WHAT IS BEING ASKED |
Print verbatim the lines of the entries from the one containing "query | spot the tree" to the last, inclusive, and no others.

RECORDS SUPPLIED |

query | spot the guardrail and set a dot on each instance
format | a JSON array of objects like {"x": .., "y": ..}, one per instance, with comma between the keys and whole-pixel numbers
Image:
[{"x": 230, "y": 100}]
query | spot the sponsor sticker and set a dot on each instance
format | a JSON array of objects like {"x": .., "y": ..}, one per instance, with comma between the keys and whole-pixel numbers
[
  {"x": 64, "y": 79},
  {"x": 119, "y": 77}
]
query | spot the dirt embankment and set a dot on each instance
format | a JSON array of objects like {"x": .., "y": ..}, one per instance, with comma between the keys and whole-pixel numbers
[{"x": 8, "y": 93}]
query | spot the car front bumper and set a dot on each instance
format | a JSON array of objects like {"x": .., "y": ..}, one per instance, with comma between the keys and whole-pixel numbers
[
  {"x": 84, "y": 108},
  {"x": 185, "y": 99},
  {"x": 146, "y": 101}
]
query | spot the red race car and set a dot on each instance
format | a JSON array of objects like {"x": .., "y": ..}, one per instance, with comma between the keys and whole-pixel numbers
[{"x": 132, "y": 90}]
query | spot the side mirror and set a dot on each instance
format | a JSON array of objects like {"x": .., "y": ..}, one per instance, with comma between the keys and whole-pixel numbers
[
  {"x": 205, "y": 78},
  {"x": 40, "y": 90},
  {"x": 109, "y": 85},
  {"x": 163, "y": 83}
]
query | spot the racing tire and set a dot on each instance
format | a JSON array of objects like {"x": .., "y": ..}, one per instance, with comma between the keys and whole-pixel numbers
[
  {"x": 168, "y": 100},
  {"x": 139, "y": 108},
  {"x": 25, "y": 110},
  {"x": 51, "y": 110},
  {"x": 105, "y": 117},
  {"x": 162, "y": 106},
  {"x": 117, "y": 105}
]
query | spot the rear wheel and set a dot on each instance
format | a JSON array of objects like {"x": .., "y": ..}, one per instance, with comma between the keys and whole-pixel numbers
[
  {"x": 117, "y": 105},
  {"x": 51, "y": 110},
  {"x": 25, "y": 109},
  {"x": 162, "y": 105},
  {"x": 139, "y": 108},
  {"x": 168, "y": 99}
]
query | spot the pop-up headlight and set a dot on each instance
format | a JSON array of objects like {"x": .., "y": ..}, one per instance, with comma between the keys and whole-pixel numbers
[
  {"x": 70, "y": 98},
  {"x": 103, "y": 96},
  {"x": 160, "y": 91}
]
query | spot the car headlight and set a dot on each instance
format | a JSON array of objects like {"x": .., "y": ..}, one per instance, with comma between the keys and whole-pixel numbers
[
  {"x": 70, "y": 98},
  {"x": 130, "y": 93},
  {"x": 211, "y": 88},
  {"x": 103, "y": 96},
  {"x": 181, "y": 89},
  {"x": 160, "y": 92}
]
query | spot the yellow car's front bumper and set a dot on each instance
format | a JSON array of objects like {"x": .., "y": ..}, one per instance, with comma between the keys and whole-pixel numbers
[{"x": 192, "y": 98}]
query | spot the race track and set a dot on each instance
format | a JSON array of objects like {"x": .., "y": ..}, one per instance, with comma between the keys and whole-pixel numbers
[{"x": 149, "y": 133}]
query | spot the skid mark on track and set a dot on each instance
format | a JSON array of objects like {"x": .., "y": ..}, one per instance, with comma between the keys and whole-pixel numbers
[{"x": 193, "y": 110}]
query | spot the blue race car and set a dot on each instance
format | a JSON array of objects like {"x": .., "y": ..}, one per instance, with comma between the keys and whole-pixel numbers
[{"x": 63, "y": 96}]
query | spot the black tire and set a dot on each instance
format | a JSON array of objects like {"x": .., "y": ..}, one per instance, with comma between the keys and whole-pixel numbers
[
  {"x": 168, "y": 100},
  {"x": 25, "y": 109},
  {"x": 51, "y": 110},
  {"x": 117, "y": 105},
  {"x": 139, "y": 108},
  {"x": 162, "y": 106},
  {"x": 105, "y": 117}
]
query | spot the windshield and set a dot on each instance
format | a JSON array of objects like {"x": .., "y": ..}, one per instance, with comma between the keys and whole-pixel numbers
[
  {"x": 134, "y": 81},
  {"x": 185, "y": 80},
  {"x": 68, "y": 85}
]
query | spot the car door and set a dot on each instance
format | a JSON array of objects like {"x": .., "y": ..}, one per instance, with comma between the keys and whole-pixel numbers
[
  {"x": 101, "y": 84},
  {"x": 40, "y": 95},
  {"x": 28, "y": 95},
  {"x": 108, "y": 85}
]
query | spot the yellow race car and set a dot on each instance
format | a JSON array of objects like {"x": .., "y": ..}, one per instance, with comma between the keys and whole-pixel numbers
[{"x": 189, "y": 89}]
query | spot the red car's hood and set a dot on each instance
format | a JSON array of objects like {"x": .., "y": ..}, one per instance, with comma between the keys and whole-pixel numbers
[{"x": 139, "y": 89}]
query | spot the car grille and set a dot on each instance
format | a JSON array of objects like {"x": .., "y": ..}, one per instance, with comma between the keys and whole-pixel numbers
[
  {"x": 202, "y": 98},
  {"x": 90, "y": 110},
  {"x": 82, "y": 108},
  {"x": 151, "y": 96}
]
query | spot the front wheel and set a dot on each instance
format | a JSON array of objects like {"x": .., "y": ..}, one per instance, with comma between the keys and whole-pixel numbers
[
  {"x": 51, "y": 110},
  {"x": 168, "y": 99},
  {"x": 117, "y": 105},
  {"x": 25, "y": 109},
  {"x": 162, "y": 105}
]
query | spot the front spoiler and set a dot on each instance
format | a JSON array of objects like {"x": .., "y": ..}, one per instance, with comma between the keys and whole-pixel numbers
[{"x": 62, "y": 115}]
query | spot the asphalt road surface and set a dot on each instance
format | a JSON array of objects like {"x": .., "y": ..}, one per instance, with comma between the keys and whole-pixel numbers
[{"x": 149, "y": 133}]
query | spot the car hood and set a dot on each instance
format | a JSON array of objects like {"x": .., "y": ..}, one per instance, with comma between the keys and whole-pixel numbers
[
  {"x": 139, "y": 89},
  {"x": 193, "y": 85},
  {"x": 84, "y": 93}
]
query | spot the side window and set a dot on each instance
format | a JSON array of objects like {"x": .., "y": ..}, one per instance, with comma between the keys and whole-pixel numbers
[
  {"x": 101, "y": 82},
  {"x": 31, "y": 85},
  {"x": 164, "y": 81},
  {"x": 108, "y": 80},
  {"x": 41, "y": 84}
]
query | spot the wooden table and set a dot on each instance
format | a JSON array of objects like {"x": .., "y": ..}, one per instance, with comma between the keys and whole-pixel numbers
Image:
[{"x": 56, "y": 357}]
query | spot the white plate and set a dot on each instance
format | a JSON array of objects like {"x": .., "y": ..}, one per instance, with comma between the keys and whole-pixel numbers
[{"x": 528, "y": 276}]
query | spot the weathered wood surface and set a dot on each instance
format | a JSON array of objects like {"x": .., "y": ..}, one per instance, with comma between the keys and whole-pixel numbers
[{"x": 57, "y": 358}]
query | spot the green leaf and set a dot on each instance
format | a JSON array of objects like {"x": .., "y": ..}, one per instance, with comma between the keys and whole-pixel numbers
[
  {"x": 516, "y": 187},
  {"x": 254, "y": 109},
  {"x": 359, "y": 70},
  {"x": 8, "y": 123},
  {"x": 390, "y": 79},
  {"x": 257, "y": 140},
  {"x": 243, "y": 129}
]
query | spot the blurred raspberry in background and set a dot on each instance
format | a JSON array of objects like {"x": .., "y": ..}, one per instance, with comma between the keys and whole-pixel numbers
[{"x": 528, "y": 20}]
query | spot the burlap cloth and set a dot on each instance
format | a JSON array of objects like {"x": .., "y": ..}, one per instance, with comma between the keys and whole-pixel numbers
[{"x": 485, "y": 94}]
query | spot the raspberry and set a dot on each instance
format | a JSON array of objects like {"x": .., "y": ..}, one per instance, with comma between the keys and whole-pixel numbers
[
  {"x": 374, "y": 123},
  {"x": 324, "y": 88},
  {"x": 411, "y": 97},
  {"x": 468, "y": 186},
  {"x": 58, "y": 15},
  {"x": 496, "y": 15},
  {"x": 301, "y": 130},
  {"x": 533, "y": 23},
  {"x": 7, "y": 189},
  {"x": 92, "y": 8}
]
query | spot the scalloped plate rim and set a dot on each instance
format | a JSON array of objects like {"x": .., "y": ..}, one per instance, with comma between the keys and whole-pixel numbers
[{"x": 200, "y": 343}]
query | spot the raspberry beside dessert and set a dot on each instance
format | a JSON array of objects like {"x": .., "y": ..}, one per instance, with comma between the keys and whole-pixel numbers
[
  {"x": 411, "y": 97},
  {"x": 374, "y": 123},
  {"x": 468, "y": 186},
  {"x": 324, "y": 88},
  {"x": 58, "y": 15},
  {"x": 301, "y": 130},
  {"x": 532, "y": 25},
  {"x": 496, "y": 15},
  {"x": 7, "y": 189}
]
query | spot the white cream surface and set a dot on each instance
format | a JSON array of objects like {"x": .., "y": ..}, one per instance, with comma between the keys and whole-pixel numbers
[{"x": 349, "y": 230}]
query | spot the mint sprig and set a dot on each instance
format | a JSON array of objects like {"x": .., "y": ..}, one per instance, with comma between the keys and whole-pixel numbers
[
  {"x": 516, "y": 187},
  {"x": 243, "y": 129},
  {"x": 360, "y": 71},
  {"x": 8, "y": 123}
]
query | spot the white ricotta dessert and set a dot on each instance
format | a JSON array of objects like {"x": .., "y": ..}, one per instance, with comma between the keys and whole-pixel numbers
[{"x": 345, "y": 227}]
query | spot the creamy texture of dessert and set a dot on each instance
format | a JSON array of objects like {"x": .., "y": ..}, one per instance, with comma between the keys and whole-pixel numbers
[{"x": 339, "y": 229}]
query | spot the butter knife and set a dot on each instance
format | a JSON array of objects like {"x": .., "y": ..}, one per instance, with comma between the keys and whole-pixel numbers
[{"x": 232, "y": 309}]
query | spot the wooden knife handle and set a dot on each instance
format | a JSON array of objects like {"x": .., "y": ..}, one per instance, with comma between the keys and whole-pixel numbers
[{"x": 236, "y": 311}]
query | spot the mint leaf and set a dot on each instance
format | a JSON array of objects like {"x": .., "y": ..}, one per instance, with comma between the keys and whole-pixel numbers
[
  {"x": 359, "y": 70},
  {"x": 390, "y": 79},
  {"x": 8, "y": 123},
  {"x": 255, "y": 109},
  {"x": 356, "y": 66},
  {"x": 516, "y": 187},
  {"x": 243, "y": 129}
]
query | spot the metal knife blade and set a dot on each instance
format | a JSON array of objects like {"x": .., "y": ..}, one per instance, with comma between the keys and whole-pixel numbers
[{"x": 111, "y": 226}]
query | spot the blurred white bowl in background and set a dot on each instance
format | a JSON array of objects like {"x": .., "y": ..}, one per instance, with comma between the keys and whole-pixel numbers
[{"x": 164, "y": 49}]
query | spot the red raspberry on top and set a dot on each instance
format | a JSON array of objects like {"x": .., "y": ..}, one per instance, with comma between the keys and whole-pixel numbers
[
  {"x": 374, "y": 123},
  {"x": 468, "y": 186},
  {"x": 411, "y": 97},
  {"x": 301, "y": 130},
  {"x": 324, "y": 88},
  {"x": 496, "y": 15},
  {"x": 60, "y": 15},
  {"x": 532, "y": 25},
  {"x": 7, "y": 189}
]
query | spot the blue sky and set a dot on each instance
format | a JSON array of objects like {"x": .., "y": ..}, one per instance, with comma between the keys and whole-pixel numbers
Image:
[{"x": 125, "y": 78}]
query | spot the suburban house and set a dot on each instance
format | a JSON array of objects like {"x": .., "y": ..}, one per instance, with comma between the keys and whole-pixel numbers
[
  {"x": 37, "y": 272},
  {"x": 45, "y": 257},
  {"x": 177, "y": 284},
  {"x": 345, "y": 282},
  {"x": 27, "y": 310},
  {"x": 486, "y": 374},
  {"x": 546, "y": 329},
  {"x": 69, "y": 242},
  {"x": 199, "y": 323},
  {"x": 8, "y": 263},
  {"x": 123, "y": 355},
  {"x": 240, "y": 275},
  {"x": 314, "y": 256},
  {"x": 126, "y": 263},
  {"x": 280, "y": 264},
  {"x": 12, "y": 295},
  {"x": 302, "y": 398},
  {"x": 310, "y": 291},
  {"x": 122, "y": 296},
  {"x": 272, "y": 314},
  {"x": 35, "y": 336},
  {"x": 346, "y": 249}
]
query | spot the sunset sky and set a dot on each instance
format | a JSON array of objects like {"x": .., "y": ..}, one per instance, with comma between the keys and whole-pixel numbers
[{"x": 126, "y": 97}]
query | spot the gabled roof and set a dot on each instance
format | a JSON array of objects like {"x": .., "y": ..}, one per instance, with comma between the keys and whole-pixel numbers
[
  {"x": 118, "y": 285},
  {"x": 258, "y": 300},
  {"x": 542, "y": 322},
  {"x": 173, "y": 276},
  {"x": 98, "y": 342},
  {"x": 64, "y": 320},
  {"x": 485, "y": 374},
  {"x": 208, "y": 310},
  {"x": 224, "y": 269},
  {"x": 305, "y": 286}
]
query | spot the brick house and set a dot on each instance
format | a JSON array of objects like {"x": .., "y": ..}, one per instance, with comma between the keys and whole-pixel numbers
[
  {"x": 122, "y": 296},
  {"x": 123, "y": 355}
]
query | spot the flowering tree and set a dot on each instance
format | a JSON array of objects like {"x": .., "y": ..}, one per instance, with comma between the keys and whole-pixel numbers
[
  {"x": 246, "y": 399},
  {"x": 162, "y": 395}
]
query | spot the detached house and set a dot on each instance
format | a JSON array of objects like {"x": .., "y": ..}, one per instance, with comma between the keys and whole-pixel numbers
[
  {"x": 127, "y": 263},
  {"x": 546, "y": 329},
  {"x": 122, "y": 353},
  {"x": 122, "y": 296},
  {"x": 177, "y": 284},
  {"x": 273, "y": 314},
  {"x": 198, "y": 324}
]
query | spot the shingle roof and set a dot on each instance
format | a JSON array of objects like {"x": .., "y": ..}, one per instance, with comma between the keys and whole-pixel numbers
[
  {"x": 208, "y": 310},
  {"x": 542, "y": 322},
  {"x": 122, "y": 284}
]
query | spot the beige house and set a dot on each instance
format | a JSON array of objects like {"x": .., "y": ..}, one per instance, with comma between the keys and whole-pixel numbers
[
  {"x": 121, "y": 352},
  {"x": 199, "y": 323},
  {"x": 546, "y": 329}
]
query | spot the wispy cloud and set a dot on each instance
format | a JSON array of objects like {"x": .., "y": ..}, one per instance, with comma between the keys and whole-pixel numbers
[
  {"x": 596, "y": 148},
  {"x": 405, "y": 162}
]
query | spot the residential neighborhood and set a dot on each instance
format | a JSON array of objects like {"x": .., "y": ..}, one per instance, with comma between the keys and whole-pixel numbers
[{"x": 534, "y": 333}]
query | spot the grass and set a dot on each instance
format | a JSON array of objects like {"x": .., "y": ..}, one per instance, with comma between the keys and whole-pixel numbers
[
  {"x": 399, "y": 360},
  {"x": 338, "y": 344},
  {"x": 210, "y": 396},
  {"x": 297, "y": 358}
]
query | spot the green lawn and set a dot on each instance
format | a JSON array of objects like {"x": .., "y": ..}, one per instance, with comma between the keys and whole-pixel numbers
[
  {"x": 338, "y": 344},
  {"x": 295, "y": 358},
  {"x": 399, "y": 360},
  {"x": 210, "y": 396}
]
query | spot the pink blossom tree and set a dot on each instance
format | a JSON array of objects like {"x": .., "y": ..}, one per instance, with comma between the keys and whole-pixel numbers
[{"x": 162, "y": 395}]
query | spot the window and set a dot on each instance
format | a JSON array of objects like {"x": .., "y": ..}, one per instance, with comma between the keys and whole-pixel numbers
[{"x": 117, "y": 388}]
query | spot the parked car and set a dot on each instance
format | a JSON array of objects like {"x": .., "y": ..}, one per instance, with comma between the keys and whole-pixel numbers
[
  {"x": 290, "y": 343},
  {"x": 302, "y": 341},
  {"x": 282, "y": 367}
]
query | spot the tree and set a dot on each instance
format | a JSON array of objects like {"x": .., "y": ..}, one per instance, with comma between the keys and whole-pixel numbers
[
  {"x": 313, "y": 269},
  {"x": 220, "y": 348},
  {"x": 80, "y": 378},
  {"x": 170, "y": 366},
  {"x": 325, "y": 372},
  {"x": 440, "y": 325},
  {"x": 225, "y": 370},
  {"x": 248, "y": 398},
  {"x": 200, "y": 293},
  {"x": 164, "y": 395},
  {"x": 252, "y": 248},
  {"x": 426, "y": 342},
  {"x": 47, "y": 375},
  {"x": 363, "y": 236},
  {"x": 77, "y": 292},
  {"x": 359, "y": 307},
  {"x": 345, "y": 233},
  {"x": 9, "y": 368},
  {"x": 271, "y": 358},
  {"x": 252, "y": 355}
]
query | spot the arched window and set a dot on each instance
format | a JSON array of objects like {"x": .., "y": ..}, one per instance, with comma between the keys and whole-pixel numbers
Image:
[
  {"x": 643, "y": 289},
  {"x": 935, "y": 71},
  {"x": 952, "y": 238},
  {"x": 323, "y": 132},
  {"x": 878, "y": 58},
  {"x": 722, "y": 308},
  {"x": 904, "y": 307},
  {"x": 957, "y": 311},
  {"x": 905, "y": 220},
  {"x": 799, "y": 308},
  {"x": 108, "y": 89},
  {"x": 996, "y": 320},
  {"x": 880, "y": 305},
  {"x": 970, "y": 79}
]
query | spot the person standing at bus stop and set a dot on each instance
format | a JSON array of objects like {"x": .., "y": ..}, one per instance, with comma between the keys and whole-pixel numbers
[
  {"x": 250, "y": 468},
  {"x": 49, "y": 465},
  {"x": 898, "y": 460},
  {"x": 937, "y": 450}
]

EXERCISE OUTPUT |
query | spot the tree and set a dot on each instance
format | a JSON array of objects like {"x": .., "y": ..}, one per instance, with comma between the keys and whole-pixel numbers
[
  {"x": 313, "y": 269},
  {"x": 220, "y": 348},
  {"x": 80, "y": 378},
  {"x": 170, "y": 366},
  {"x": 325, "y": 372},
  {"x": 440, "y": 325},
  {"x": 225, "y": 370},
  {"x": 248, "y": 398},
  {"x": 200, "y": 293},
  {"x": 164, "y": 395},
  {"x": 252, "y": 248},
  {"x": 426, "y": 342},
  {"x": 47, "y": 375},
  {"x": 363, "y": 236},
  {"x": 77, "y": 292},
  {"x": 359, "y": 307},
  {"x": 345, "y": 233},
  {"x": 9, "y": 368},
  {"x": 271, "y": 358},
  {"x": 252, "y": 355}
]
query | spot the arched window and set a dot on each instance
format | a JSON array of objects like {"x": .., "y": ..}, one per instance, with comma between the keys and whole-pixel numbers
Image:
[
  {"x": 643, "y": 289},
  {"x": 935, "y": 71},
  {"x": 952, "y": 238},
  {"x": 323, "y": 132},
  {"x": 878, "y": 58},
  {"x": 722, "y": 308},
  {"x": 904, "y": 307},
  {"x": 957, "y": 311},
  {"x": 905, "y": 220},
  {"x": 799, "y": 308},
  {"x": 108, "y": 89},
  {"x": 996, "y": 320},
  {"x": 880, "y": 305},
  {"x": 970, "y": 79}
]
query | spot the person standing at bus stop and set a dot on each instance
format | a JSON array of objects like {"x": .., "y": ..}, one per instance, with comma between the keys and whole-pixel numbers
[
  {"x": 250, "y": 468},
  {"x": 49, "y": 465},
  {"x": 898, "y": 460},
  {"x": 937, "y": 450}
]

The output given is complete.